# Given task:
In the poker passage, change "confidence" to "nerve" and write out the part from "So online I" up to and including "big cash out.".

It is just sad that I can’t seem to get consistent results anymore from low level and micro level SNG’s.
The whole limit thing never took off for me. I was never able to turn a consistent profit at it – perhaps too much NL games has ruined me for the limit version. I mean, to me people play limit to earn a living. I’m looking to poker for entertainment first and profit second. 4-tabling limit games just isn’t as fun as 2 tabling no limit games – be they ring games, SNG or MTT. Like I always say, I’m not trying to carve out a new career here in poker, I just want a little fun and some spare change while I’m doing it.
Limit poker is like pulling the band aid off your hairy skin slowly. NL can be like yanking that thing off straight away and then rubbing salt in. But then sometimes in NL you get laid afterwards. I have no idea how anybody else will understand that analogy, but it works for me.
No limit is always more fun – the tension that on any hand you could double up or be busted dry. It’s the fact that it is extremely more popular for the general punter, and thus the game is more readily available.
In live games, where Multi-tabling is impossible for most save the very ambitious, I can’t even compare the two forms. For me I just don’t get the sense of satisfaction from limit poker that I do from NL.
So online I was making some good moves in the NL ring games. I won more than I lost, but then had a real down swing that destroyed my confidence, and led to the big cash out.
Since then I have been severely under funded, and have been plagued by in-consistent results. But I’m not concerned because I know where I am at and I know what I can do once I get on a roll. Once the bank roll recovers to a respectable level (for me that would be above $300 at the moment), I can get back into the game and hopefully cash out another grand or so sometime this year. That is the new goal for 2006 – have a bank roll big enough to cash out $1K without destroying it. At the moment, the bank roll is 25 cents. That just made me chuckle.

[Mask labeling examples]
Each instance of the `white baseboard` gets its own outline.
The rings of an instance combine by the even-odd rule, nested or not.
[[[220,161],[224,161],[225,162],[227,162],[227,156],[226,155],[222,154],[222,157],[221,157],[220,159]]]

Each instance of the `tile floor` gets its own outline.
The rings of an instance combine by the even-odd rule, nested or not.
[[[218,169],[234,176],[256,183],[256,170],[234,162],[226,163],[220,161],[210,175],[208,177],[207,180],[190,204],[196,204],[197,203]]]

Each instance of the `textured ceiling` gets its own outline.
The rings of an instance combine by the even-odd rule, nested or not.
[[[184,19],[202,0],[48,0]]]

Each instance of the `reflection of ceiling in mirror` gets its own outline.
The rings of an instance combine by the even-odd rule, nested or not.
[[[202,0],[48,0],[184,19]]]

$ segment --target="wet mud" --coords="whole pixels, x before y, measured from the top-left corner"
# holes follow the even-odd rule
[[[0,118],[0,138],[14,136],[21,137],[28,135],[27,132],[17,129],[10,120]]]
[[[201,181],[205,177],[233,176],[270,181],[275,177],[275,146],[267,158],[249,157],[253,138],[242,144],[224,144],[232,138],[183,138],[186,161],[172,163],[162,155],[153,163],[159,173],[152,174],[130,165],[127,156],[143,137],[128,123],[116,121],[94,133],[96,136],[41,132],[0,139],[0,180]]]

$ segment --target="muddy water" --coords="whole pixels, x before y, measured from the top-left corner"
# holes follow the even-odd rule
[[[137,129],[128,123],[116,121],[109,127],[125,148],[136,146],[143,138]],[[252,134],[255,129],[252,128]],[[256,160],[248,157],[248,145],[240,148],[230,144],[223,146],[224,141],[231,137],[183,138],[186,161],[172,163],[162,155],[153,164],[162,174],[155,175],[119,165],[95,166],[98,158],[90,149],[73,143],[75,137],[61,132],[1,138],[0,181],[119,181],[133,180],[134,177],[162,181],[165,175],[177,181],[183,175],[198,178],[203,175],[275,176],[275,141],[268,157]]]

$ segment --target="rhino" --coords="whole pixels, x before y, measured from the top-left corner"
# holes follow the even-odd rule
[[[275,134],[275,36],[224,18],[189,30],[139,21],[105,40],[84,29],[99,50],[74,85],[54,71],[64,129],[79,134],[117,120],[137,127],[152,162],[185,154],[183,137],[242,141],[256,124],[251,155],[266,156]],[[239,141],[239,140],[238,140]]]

# Expected answer:
So online I was making some good moves in the NL ring games. I won more than I lost, but then had a real down swing that destroyed my nerve, and led to the big cash out.